__PASSAGE GIVEN__:
Bush Vs. Kerry

untitled image 3253

Outdoor Life Online Editor

In many respects it is difficult to imagine two candidates less alike than President George W. Bush and Senator John Kerry. Even geographically, the contrast between their respective hometowns-the hardscrabble environs of Midland, Tex., and the historical elegance of Boston, Mass.-is extreme. Politically as well, the two candidates have different views on a host of issues. But when it comes to the sportsmen's vote, these two men want your support and they want it badly. Here, in their own words, Bush and Kerry, both self-described sportsmen, answer key questions on gun rights, conservation, public-land access and other issues that will affect your ability to fish and hunt and enjoy the outdoor traditions you hold so dear.

**Outdoor Life: Why should a voter who is interested in hunting and/or fishing issues vote for you? **

George Bush: As a fisherman and hunter, I am committed to protecting our water and public lands so that future generations will be able to enjoy our environment. I have also taken a firm stand to protect the rights of responsible gun owners, and will ensure maintenance of and continued access to our public lands so men and women who hunt and fish can participate in recreational activities. In fact, under my direction, the federal government opened over 50 of our nation's wildlife refuges to hunting. This policy decision opens up recreational opportunities to millions of Americans. In 2003 the Justice Department prosecuted over 13,000 offenders for federal firearms crimes, the highest figure on record for a single year. My record on these issues is clear.

John Kerry: As a lifelong hunter and fisherman, I am proud to be among the millions of American sportsmen and sportswomen who are dedicated to conserving fish and wildlife and passing along the American hunting and fishing traditions to the next generation.

__STATED EXERCISE 1__: Reproduce the interview word for word from "In many respects" up to and including "hold so dear.".
The interview and the entries come from two unrelated sources.

[Image point annotation entries]
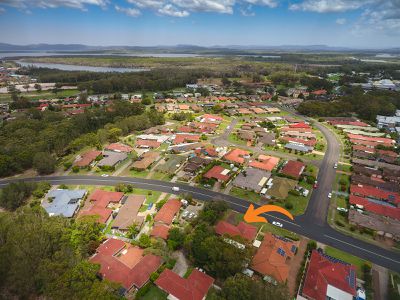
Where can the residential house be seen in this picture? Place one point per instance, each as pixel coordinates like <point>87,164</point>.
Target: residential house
<point>62,202</point>
<point>293,168</point>
<point>273,258</point>
<point>329,278</point>
<point>265,162</point>
<point>125,264</point>
<point>100,204</point>
<point>279,187</point>
<point>128,213</point>
<point>244,230</point>
<point>87,158</point>
<point>218,173</point>
<point>252,179</point>
<point>237,156</point>
<point>195,287</point>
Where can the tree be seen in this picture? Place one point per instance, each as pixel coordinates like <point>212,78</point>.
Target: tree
<point>38,87</point>
<point>133,230</point>
<point>16,194</point>
<point>241,287</point>
<point>44,163</point>
<point>144,241</point>
<point>176,238</point>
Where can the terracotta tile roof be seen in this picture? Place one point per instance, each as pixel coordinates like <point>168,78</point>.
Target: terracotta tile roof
<point>87,158</point>
<point>380,209</point>
<point>147,143</point>
<point>265,162</point>
<point>244,230</point>
<point>161,231</point>
<point>323,271</point>
<point>380,140</point>
<point>216,173</point>
<point>118,147</point>
<point>129,267</point>
<point>167,213</point>
<point>272,257</point>
<point>186,138</point>
<point>195,287</point>
<point>300,125</point>
<point>293,168</point>
<point>236,155</point>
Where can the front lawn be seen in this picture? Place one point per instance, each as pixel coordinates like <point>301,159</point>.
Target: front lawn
<point>346,257</point>
<point>153,293</point>
<point>247,195</point>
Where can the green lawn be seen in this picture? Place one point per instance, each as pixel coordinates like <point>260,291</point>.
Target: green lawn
<point>235,140</point>
<point>247,195</point>
<point>280,231</point>
<point>154,293</point>
<point>346,257</point>
<point>140,174</point>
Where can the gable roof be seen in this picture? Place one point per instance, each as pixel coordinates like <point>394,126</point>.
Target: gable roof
<point>167,213</point>
<point>265,162</point>
<point>127,214</point>
<point>217,172</point>
<point>65,202</point>
<point>244,230</point>
<point>272,256</point>
<point>195,287</point>
<point>160,230</point>
<point>236,155</point>
<point>124,263</point>
<point>324,270</point>
<point>293,168</point>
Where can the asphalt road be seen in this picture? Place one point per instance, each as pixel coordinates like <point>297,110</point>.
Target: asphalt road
<point>302,225</point>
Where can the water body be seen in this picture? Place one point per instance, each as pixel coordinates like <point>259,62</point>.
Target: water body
<point>66,67</point>
<point>44,53</point>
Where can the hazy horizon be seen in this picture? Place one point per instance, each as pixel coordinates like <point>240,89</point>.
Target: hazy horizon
<point>362,24</point>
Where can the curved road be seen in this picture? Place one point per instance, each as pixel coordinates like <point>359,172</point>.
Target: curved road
<point>304,225</point>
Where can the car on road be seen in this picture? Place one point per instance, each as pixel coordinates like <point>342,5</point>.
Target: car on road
<point>277,224</point>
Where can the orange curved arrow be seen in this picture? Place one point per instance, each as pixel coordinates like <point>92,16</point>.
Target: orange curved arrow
<point>252,215</point>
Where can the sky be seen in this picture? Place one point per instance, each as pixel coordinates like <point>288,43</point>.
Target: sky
<point>346,23</point>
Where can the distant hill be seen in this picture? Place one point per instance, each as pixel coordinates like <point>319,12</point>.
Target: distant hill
<point>233,49</point>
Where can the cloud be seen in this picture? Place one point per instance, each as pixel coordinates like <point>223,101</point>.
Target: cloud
<point>326,6</point>
<point>341,21</point>
<point>79,4</point>
<point>247,11</point>
<point>170,10</point>
<point>132,12</point>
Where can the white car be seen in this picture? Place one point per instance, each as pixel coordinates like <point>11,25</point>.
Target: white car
<point>277,224</point>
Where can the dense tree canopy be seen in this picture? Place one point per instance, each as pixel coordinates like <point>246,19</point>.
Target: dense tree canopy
<point>42,255</point>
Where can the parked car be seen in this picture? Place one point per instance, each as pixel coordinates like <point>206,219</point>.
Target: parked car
<point>277,224</point>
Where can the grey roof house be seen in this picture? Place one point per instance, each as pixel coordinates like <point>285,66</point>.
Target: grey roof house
<point>63,202</point>
<point>252,179</point>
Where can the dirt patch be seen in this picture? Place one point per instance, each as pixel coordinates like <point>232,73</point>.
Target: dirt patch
<point>295,266</point>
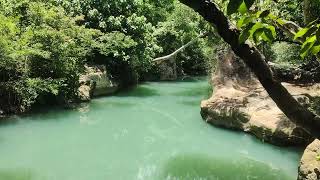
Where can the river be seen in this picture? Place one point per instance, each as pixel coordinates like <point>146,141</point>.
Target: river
<point>151,132</point>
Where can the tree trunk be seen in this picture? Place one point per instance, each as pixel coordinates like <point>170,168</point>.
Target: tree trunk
<point>256,62</point>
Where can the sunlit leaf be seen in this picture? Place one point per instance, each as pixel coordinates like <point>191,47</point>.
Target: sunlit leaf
<point>233,6</point>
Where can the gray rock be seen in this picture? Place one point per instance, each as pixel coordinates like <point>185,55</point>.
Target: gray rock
<point>239,102</point>
<point>309,168</point>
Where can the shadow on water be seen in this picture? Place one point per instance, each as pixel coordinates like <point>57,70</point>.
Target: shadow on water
<point>203,167</point>
<point>190,103</point>
<point>16,174</point>
<point>195,91</point>
<point>139,91</point>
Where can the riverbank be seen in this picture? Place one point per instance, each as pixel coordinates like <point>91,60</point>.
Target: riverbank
<point>153,131</point>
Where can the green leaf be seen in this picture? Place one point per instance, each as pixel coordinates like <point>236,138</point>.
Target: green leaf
<point>243,8</point>
<point>269,34</point>
<point>301,33</point>
<point>244,21</point>
<point>249,3</point>
<point>305,32</point>
<point>307,45</point>
<point>315,49</point>
<point>264,14</point>
<point>233,6</point>
<point>245,34</point>
<point>257,34</point>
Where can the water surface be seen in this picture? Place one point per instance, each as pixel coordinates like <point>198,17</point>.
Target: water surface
<point>152,132</point>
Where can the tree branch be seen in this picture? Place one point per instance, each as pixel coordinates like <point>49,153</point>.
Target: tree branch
<point>256,62</point>
<point>170,56</point>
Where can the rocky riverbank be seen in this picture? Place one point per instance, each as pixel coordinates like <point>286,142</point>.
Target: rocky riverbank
<point>309,168</point>
<point>96,82</point>
<point>239,102</point>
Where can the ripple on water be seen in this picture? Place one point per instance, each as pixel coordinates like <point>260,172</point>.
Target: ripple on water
<point>16,174</point>
<point>204,167</point>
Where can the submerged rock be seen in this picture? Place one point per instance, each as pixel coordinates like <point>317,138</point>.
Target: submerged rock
<point>239,102</point>
<point>95,82</point>
<point>309,168</point>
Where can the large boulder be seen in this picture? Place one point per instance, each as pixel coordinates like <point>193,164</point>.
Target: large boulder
<point>309,168</point>
<point>239,102</point>
<point>96,82</point>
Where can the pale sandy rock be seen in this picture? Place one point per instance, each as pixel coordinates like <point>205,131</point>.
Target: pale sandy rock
<point>309,168</point>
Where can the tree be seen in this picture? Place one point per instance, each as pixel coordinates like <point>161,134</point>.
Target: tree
<point>256,62</point>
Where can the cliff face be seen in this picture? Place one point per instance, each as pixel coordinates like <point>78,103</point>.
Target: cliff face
<point>95,82</point>
<point>239,102</point>
<point>309,168</point>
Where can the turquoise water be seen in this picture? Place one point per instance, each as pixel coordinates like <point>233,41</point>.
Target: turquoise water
<point>152,132</point>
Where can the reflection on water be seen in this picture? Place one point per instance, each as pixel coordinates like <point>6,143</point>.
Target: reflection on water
<point>140,91</point>
<point>152,132</point>
<point>204,167</point>
<point>16,174</point>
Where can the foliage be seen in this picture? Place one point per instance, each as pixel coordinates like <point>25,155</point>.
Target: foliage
<point>44,44</point>
<point>42,52</point>
<point>182,26</point>
<point>261,26</point>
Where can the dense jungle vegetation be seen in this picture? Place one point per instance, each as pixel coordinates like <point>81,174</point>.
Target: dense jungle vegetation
<point>45,45</point>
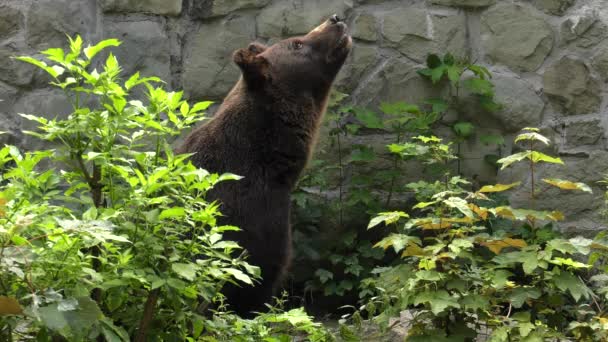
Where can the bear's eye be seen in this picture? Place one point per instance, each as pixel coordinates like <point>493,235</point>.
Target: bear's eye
<point>297,45</point>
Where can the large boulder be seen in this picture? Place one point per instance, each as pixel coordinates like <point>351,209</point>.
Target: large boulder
<point>365,27</point>
<point>161,7</point>
<point>580,208</point>
<point>13,71</point>
<point>522,107</point>
<point>585,29</point>
<point>464,3</point>
<point>292,17</point>
<point>396,79</point>
<point>48,22</point>
<point>11,20</point>
<point>145,46</point>
<point>47,103</point>
<point>600,62</point>
<point>586,132</point>
<point>555,7</point>
<point>361,60</point>
<point>571,87</point>
<point>208,69</point>
<point>214,8</point>
<point>415,32</point>
<point>516,36</point>
<point>9,129</point>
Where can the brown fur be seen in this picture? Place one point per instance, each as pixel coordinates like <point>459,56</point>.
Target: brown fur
<point>265,130</point>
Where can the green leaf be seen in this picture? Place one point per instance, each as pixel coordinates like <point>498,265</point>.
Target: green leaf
<point>399,108</point>
<point>460,204</point>
<point>187,271</point>
<point>363,154</point>
<point>185,108</point>
<point>437,73</point>
<point>479,86</point>
<point>54,71</point>
<point>397,241</point>
<point>538,157</point>
<point>387,217</point>
<point>77,322</point>
<point>9,306</point>
<point>324,275</point>
<point>520,295</point>
<point>475,302</point>
<point>172,213</point>
<point>201,106</point>
<point>568,185</point>
<point>492,139</point>
<point>463,129</point>
<point>54,54</point>
<point>454,73</point>
<point>437,300</point>
<point>91,51</point>
<point>498,187</point>
<point>567,281</point>
<point>239,275</point>
<point>368,118</point>
<point>532,136</point>
<point>506,161</point>
<point>433,61</point>
<point>448,59</point>
<point>438,105</point>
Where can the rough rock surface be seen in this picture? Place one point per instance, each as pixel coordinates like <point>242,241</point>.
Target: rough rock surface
<point>208,67</point>
<point>555,7</point>
<point>522,107</point>
<point>214,8</point>
<point>549,59</point>
<point>571,87</point>
<point>285,18</point>
<point>50,20</point>
<point>586,132</point>
<point>465,3</point>
<point>516,36</point>
<point>365,27</point>
<point>417,32</point>
<point>162,7</point>
<point>11,20</point>
<point>150,50</point>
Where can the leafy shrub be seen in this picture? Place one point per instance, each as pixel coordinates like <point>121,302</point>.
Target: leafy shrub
<point>351,188</point>
<point>117,241</point>
<point>472,266</point>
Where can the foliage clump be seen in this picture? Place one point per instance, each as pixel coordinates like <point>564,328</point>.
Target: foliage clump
<point>115,240</point>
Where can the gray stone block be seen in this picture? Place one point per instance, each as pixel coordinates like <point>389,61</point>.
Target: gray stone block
<point>214,8</point>
<point>208,69</point>
<point>514,35</point>
<point>571,87</point>
<point>161,7</point>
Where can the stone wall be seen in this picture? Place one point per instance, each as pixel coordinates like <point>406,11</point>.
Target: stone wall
<point>549,58</point>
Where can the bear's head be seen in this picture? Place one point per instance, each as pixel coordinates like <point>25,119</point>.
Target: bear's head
<point>306,64</point>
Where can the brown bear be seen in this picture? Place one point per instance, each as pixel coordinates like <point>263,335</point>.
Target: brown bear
<point>264,131</point>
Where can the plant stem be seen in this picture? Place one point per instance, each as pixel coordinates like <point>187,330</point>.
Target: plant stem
<point>148,315</point>
<point>341,181</point>
<point>395,167</point>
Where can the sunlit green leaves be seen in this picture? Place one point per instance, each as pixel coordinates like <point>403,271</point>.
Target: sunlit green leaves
<point>568,185</point>
<point>91,51</point>
<point>498,187</point>
<point>388,218</point>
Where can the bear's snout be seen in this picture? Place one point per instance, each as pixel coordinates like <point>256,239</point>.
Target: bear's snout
<point>334,19</point>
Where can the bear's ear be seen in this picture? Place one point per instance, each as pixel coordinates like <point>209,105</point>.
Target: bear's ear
<point>254,67</point>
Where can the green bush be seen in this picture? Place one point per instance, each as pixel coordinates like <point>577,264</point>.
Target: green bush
<point>116,241</point>
<point>473,266</point>
<point>345,185</point>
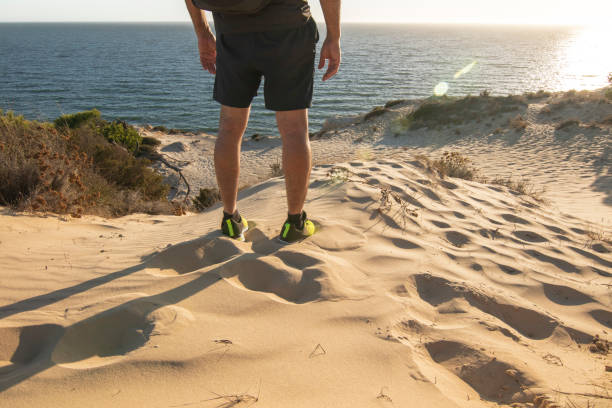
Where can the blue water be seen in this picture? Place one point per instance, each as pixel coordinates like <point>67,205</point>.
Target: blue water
<point>150,73</point>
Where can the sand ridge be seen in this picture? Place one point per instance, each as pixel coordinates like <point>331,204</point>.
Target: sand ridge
<point>455,294</point>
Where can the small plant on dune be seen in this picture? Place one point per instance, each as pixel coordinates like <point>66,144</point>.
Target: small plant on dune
<point>454,164</point>
<point>76,120</point>
<point>162,129</point>
<point>123,134</point>
<point>56,168</point>
<point>394,103</point>
<point>206,199</point>
<point>597,235</point>
<point>455,111</point>
<point>150,141</point>
<point>377,111</point>
<point>388,198</point>
<point>522,187</point>
<point>339,175</point>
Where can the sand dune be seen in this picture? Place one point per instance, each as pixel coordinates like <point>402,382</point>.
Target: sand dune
<point>453,293</point>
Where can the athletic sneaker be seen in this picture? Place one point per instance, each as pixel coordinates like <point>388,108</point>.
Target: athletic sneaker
<point>234,226</point>
<point>296,228</point>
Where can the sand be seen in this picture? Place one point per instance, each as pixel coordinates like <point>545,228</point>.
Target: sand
<point>451,293</point>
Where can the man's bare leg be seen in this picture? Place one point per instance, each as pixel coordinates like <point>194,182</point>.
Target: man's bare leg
<point>232,124</point>
<point>297,157</point>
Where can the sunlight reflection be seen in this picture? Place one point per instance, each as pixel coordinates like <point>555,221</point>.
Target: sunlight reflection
<point>586,60</point>
<point>465,69</point>
<point>441,89</point>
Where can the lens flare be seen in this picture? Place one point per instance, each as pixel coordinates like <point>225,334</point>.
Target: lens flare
<point>465,69</point>
<point>441,89</point>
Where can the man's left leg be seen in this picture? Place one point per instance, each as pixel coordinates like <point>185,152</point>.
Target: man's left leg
<point>297,162</point>
<point>297,156</point>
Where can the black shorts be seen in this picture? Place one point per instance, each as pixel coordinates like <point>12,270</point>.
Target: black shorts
<point>285,58</point>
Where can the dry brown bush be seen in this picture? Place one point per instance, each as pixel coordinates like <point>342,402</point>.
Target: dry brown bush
<point>73,171</point>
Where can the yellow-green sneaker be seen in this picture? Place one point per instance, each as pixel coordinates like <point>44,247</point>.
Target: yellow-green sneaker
<point>234,226</point>
<point>296,230</point>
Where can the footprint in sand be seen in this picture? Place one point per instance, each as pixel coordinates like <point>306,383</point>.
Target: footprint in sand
<point>493,379</point>
<point>107,337</point>
<point>193,255</point>
<point>566,296</point>
<point>529,236</point>
<point>338,237</point>
<point>20,346</point>
<point>528,322</point>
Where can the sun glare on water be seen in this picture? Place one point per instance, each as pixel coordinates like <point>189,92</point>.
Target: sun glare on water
<point>586,59</point>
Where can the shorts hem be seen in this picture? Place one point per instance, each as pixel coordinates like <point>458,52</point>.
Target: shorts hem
<point>288,108</point>
<point>232,104</point>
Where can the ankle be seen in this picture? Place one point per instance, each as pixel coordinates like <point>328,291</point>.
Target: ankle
<point>235,216</point>
<point>296,219</point>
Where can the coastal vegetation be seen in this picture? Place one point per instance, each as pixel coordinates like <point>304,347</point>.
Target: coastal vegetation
<point>445,110</point>
<point>79,164</point>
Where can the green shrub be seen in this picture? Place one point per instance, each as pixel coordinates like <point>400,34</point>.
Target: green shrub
<point>568,123</point>
<point>445,111</point>
<point>76,120</point>
<point>122,134</point>
<point>150,141</point>
<point>454,164</point>
<point>518,123</point>
<point>394,102</point>
<point>73,171</point>
<point>121,168</point>
<point>206,199</point>
<point>377,111</point>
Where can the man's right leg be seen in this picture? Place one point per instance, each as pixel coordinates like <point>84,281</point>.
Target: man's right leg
<point>232,124</point>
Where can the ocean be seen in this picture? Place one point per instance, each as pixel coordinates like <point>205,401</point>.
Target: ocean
<point>150,73</point>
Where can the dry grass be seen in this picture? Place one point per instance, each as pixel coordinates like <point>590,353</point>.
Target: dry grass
<point>455,111</point>
<point>394,103</point>
<point>451,164</point>
<point>377,111</point>
<point>597,235</point>
<point>276,170</point>
<point>518,123</point>
<point>206,199</point>
<point>568,123</point>
<point>572,98</point>
<point>522,187</point>
<point>74,171</point>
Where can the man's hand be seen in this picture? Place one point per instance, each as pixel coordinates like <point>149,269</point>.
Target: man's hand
<point>330,52</point>
<point>208,52</point>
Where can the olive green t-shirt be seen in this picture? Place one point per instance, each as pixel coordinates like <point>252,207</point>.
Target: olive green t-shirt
<point>278,15</point>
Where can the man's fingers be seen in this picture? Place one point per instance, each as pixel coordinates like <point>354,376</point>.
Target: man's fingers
<point>332,69</point>
<point>322,61</point>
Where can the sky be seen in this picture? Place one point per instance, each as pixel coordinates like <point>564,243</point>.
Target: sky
<point>573,12</point>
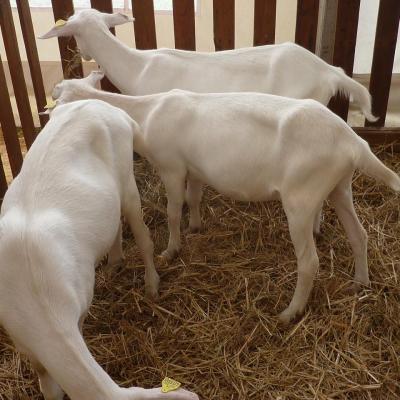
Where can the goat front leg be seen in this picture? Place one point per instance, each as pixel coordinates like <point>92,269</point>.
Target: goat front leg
<point>115,255</point>
<point>194,192</point>
<point>132,210</point>
<point>301,232</point>
<point>175,188</point>
<point>317,222</point>
<point>342,200</point>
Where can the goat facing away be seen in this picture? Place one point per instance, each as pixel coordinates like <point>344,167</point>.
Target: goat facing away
<point>285,69</point>
<point>60,216</point>
<point>250,147</point>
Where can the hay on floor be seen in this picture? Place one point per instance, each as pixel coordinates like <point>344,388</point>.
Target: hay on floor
<point>215,328</point>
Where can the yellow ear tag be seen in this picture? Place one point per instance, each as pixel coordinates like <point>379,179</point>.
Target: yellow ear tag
<point>50,104</point>
<point>60,22</point>
<point>168,385</point>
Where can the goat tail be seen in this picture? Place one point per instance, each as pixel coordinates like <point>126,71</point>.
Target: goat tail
<point>372,166</point>
<point>356,92</point>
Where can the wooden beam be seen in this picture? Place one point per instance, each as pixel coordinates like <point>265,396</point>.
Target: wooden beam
<point>16,71</point>
<point>8,126</point>
<point>224,24</point>
<point>33,58</point>
<point>307,23</point>
<point>3,181</point>
<point>379,136</point>
<point>264,22</point>
<point>106,7</point>
<point>382,63</point>
<point>70,59</point>
<point>144,25</point>
<point>184,24</point>
<point>345,46</point>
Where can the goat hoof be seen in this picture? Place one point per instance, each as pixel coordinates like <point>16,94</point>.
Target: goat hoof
<point>168,255</point>
<point>193,229</point>
<point>357,287</point>
<point>287,316</point>
<point>151,293</point>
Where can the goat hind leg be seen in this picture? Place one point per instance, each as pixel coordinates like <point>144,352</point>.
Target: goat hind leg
<point>193,196</point>
<point>50,389</point>
<point>301,232</point>
<point>175,187</point>
<point>132,210</point>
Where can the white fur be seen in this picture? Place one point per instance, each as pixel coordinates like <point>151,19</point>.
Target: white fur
<point>251,147</point>
<point>60,216</point>
<point>285,69</point>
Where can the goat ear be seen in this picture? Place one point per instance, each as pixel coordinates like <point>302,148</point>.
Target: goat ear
<point>116,19</point>
<point>94,77</point>
<point>61,28</point>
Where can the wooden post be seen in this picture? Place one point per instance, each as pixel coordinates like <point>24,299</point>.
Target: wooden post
<point>33,58</point>
<point>264,22</point>
<point>8,126</point>
<point>16,71</point>
<point>326,29</point>
<point>3,181</point>
<point>307,23</point>
<point>106,7</point>
<point>382,63</point>
<point>144,25</point>
<point>345,47</point>
<point>71,61</point>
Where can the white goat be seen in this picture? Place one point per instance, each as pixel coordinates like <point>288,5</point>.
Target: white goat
<point>251,147</point>
<point>286,69</point>
<point>58,218</point>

__STATED EXERCISE 2__: Please switch "foliage" to "greenery" in the entries from the line with "Where can the reflection" up to and including the line with "<point>261,26</point>", leaving all else unchanged. Return only those lines.

__RESULT 1__:
In many respects it is difficult to imagine two candidates less alike than President George W. Bush and Senator John Kerry. Even geographically, the contrast between their respective hometowns-the hardscrabble environs of Midland, Tex., and the historical elegance of Boston, Mass.-is extreme. Politically as well, the two candidates have different views on a host of issues. But when it comes to the sportsmen's vote, these two men want your support and they want it badly. Here, in their own words, Bush and Kerry, both self-described sportsmen, answer key questions on gun rights, conservation, public-land access and other issues that will affect your ability to fish and hunt and enjoy the outdoor traditions you hold so dear.

__RESULT 2__:
Where can the reflection on water be seen in this picture? Place one point per instance, each as pixel coordinates like <point>6,143</point>.
Target: reflection on water
<point>140,91</point>
<point>152,132</point>
<point>204,167</point>
<point>16,174</point>
Where can the greenery be seen in this picture? Place one point per instance, each as pixel coordinates like <point>25,155</point>.
Target: greenery
<point>44,44</point>
<point>42,52</point>
<point>182,26</point>
<point>261,26</point>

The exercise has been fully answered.